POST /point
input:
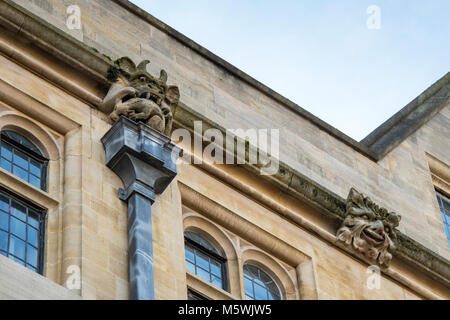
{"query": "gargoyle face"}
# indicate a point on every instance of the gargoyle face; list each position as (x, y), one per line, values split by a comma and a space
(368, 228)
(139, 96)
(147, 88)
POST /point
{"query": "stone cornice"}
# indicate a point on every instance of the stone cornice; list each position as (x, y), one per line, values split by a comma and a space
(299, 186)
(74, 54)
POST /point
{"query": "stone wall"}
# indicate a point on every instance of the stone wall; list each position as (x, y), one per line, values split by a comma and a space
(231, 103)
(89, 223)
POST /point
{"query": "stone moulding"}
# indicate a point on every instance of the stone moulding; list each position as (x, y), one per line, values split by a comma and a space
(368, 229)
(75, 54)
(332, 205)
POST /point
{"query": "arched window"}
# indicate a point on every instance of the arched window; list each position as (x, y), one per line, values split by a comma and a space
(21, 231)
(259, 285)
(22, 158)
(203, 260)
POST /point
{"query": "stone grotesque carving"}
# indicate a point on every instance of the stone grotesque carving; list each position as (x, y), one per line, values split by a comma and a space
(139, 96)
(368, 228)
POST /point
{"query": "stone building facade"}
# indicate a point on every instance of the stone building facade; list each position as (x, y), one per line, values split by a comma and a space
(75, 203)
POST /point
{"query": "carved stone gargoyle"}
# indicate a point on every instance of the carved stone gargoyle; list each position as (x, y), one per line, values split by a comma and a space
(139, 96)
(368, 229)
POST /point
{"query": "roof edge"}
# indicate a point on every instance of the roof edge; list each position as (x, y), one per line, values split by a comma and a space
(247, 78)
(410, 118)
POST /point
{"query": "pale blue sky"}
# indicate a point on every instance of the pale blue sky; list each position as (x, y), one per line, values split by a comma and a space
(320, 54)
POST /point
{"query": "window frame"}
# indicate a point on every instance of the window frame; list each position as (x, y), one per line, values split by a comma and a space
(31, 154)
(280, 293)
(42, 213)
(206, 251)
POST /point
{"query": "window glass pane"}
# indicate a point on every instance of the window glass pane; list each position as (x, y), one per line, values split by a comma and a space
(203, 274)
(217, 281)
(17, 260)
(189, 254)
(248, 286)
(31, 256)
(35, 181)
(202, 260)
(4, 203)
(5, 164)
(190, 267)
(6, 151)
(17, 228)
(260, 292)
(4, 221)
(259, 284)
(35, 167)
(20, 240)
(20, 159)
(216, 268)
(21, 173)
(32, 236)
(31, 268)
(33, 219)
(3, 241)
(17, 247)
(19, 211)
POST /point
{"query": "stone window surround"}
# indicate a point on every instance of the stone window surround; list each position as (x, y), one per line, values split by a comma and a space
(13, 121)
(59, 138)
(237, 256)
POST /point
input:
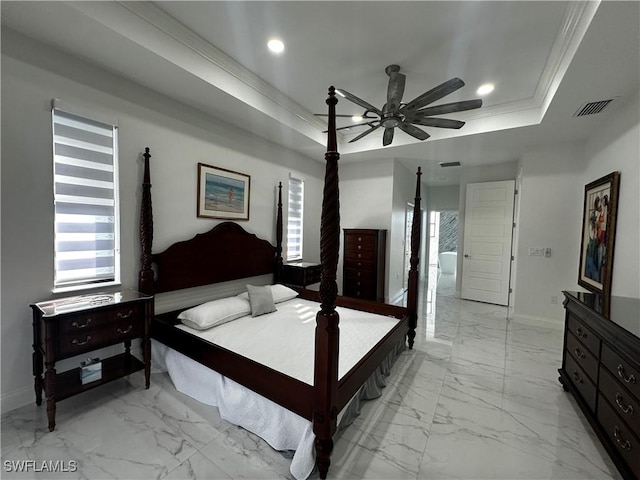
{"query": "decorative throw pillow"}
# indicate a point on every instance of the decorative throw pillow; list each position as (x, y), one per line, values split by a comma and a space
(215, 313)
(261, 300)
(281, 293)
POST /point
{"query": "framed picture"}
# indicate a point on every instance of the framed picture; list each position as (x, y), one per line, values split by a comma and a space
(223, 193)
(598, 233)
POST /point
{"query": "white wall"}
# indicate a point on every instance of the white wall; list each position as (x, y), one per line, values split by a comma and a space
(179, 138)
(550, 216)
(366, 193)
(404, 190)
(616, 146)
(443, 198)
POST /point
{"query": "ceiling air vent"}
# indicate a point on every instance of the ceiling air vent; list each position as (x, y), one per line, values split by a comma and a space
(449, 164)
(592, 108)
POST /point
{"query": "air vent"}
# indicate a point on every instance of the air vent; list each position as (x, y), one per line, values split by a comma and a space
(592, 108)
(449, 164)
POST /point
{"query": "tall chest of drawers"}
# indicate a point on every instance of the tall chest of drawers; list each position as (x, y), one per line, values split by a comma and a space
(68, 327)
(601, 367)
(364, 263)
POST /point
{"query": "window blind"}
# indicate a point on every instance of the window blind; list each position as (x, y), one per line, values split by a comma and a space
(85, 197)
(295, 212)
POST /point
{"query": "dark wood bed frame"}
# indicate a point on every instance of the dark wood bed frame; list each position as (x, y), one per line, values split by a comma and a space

=====

Written task: Every record must be copied exactly, with images dropped from the result.

Reply:
POST /point
input:
{"query": "gargoyle face"}
# indicate a point on every instance of the gargoyle face; list each position as (x, y), one per line, values split by a comma and a space
(368, 228)
(139, 96)
(147, 88)
POST /point
{"query": "stone cornice"}
# indicate a point on every instance of the stone cornice; list each position as (x, y), one per line, values split by a comma and a space
(299, 186)
(74, 54)
POST /point
{"query": "stone wall"}
# indicate a point on every instance of the stone wall; list each position as (x, y), one per line, values split by a comma and a space
(231, 103)
(89, 223)
POST /point
{"query": "stone moulding"}
# indicate a point on every instance of the stone moulding; list each position as (x, y), one per line, values split by a comma and a space
(368, 229)
(75, 54)
(332, 205)
POST /point
{"query": "arched window"}
# indicate a point on every instance of the arched window; list each position as (x, y), one per line, values split by a comma and a space
(21, 231)
(259, 285)
(22, 158)
(203, 260)
POST /point
{"query": "stone grotesque carving"}
# indicate a point on every instance of the stone grotesque carving; list each position as (x, y), one per line, values split by a comma and a space
(139, 96)
(368, 228)
POST /point
{"query": "stone building facade"}
# indicate a point on every instance of the stone building facade; list each position as (x, y), one per line, values split by a comma and a space
(75, 203)
POST /point
{"query": "carved stone gargoyle"}
# indicate a point on every instance of the carved stone gargoyle; list each position as (x, y), one per line, values split by a comma and a space
(139, 96)
(368, 229)
POST /point
{"query": "roof edge"}
# indicate a point on every instance of the roof edge; list each position as (x, y), one per line, values split by a comma and a space
(247, 78)
(410, 118)
POST /point
{"query": "pale blue sky"}
# indicate a point on every instance of the pale blue sky; list each position as (x, y), one per line, values split by a comma and a space
(320, 54)
POST /point
{"query": "window frame"}
# indicate a point on every instance of the window frame; list each position as (x, y), one per line, values split by a comma and a space
(31, 154)
(280, 293)
(42, 213)
(206, 251)
POST /point
{"query": "window glass pane"}
# indicate a point on every instance of the window glass pane; list each position as (x, y), one per line, values split by a comma and a space
(203, 274)
(217, 281)
(17, 260)
(189, 254)
(248, 286)
(31, 256)
(35, 181)
(202, 260)
(4, 203)
(5, 164)
(190, 267)
(6, 151)
(17, 228)
(260, 292)
(4, 221)
(259, 284)
(35, 167)
(20, 240)
(20, 159)
(216, 268)
(21, 173)
(32, 236)
(31, 268)
(33, 219)
(3, 241)
(17, 247)
(19, 211)
POST /point
{"query": "stone window surround"}
# indicate a point on every instance of the stone window surround; list each position as (x, y), one per line, values split by a comma and a space
(13, 121)
(59, 138)
(237, 256)
POST /point
input:
{"query": "decorative throw pillow"}
# indicate a point on every instance of the decorative throw pillow; list each position as (x, y), one per line, values split by a comma and a space
(215, 313)
(261, 300)
(281, 293)
POST /point
{"query": "framed picture"}
# indicate a point on every instance of the framed picture; list each position as (x, y), one per line, values split by a comma and a space
(223, 193)
(598, 233)
POST /point
{"query": "white wall"}
# indicate a point on every instance of the white wall; list each position as (x, y), one per line, values split by a comma and a space
(179, 138)
(550, 216)
(366, 193)
(404, 190)
(616, 146)
(443, 198)
POST /point
{"query": "ceiling air vent"}
# indicate a point on every instance of the ceiling air vent; list each position as (x, y), one per line, values split by a comma and a space
(449, 164)
(592, 108)
POST /point
{"query": "air vent"}
# indicate a point on every instance of the air vent; list each position as (x, y), one per line, values split by a comma and a space
(592, 108)
(449, 164)
POST /point
{"query": "tall chest of drawers"}
# indicate a point on every instance of the tall chest of drawers; list each position as (x, y), one per line, values split by a comma and a space
(68, 327)
(601, 367)
(364, 263)
POST /point
{"query": "window blind"}
# indicate a point on every instance of the window blind; list each position as (x, y), one per line, values split by a comma and a space
(85, 197)
(295, 212)
POST /point
{"query": "dark wood bed frame"}
# indicate a point on every instance of the dark wood bed frame; list each position as (x, y), one per line, values split by a comma and a space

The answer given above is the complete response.